[Source data]
-=-=-=-=-

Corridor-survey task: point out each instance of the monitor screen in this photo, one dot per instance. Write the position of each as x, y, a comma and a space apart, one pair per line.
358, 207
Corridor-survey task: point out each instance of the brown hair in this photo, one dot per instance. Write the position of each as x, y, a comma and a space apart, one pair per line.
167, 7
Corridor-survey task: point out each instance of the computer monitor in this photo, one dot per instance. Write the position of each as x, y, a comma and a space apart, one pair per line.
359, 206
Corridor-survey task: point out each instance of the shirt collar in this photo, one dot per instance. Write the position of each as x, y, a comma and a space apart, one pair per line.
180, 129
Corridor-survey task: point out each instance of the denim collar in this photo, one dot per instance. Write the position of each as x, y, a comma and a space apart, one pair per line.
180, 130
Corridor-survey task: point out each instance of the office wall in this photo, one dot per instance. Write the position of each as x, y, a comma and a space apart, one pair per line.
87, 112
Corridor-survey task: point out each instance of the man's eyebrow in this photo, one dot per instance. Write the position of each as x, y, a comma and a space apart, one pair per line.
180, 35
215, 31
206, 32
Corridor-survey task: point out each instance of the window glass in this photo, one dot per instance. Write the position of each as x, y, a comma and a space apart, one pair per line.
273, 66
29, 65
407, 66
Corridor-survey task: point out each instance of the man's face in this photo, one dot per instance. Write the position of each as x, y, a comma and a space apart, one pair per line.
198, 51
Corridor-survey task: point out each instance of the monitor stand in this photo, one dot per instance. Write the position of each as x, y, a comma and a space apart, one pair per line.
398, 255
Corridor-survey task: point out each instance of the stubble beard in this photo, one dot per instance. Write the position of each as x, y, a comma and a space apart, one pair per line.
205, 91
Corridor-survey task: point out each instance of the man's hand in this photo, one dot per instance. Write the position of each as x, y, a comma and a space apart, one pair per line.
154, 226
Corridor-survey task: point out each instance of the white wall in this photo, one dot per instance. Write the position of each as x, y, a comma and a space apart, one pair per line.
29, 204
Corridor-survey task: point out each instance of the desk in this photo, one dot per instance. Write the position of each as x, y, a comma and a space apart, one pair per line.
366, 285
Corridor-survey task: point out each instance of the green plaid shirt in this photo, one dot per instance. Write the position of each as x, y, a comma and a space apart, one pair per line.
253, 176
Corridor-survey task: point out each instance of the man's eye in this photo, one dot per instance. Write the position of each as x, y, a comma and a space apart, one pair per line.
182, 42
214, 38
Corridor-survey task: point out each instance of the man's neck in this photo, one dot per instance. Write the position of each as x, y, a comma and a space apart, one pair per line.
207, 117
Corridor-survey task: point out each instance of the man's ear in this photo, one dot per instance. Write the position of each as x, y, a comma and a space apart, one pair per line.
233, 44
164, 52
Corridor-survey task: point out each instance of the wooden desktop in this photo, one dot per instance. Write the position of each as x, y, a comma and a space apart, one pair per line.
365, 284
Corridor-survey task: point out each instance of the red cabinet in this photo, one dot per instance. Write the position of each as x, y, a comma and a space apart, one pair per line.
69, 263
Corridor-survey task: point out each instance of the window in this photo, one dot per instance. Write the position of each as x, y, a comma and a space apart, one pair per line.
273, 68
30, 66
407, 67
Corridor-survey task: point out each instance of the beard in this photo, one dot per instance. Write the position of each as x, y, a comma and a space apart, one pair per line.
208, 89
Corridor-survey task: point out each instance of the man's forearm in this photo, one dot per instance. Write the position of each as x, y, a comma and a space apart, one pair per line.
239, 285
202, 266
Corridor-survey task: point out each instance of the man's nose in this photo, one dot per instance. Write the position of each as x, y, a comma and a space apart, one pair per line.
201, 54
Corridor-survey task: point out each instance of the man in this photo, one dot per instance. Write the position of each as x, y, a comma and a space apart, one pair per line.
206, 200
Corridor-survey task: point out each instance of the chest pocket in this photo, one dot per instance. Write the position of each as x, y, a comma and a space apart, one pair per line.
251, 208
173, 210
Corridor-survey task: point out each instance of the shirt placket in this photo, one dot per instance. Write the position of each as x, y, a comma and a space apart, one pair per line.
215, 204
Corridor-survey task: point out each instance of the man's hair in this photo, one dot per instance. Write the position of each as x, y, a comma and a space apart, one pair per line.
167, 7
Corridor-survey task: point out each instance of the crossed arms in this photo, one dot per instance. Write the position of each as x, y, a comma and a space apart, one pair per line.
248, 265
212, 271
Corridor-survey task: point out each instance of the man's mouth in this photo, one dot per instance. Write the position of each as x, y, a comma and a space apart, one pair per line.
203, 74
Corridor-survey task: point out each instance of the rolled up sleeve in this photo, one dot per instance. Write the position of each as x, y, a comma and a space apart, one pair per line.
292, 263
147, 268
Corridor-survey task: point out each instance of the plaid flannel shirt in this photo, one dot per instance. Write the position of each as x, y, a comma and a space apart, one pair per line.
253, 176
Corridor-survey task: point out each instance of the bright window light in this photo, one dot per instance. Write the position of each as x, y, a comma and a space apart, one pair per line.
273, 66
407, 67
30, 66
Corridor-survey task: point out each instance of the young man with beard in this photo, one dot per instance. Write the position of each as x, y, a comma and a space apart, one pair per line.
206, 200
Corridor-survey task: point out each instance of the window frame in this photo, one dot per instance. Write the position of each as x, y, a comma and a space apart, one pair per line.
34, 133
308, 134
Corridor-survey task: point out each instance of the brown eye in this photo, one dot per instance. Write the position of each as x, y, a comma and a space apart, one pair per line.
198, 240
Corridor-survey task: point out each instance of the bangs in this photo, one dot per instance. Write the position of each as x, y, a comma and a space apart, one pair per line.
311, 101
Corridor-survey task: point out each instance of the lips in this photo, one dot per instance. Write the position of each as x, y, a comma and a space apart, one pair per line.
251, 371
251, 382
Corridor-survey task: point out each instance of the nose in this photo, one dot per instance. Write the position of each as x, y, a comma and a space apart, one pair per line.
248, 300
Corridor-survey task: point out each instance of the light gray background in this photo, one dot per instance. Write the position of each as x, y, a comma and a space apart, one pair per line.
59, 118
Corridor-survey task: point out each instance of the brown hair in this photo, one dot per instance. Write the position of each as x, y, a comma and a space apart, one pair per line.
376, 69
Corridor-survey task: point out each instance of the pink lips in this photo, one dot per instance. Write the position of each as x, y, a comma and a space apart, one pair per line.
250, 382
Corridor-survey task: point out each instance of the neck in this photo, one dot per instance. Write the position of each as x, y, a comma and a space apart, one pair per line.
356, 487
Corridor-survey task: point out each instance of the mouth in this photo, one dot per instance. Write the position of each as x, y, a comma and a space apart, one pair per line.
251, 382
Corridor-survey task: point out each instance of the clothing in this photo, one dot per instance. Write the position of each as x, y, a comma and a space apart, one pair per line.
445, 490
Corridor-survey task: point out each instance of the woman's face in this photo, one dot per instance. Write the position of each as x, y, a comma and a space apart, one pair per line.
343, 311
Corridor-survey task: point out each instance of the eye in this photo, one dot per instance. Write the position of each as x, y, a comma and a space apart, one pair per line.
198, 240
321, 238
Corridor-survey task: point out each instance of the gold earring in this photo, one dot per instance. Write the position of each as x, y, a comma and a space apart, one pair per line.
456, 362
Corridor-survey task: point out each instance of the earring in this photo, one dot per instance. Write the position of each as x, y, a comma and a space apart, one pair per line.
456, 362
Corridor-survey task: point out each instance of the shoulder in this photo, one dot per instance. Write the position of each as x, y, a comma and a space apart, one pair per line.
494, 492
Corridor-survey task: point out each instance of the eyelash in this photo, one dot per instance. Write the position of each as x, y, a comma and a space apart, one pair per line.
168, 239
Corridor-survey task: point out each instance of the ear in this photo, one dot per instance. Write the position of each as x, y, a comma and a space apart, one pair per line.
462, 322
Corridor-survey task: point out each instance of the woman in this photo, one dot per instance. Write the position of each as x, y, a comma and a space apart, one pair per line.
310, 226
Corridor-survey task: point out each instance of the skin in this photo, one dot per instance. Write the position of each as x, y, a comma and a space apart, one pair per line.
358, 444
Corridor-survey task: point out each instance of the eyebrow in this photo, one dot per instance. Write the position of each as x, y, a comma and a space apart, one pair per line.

-=-=-=-=-

Aim of the exercise
Quote the line that contains "Corridor-survey task: point out each instance of the ear in" and each line after it through the end of the data, exactly, leaving out everything else.

Exercise response
Corridor-survey task: point out each instance of the ear in this photo, one dot per instance. Write the position of each as x, y, a comma and a space apart, one pair per line.
462, 322
Corridor-survey task: point out each instance of the woman in this photo, one dot per instance. Write the position of each as x, y, a comma and a space apart, one pair per line.
310, 226
Corridor-survey task: point out each instance of the skin in this photo, one dot per instance. Write the position of each as x, y, a comma and a space apart, one pair per line.
358, 444
Corridor-survey task: point out each instance of the eyebrow in this photo, one dot per instance. Write the position of each as x, y, a comma and a space apart, one pair per line.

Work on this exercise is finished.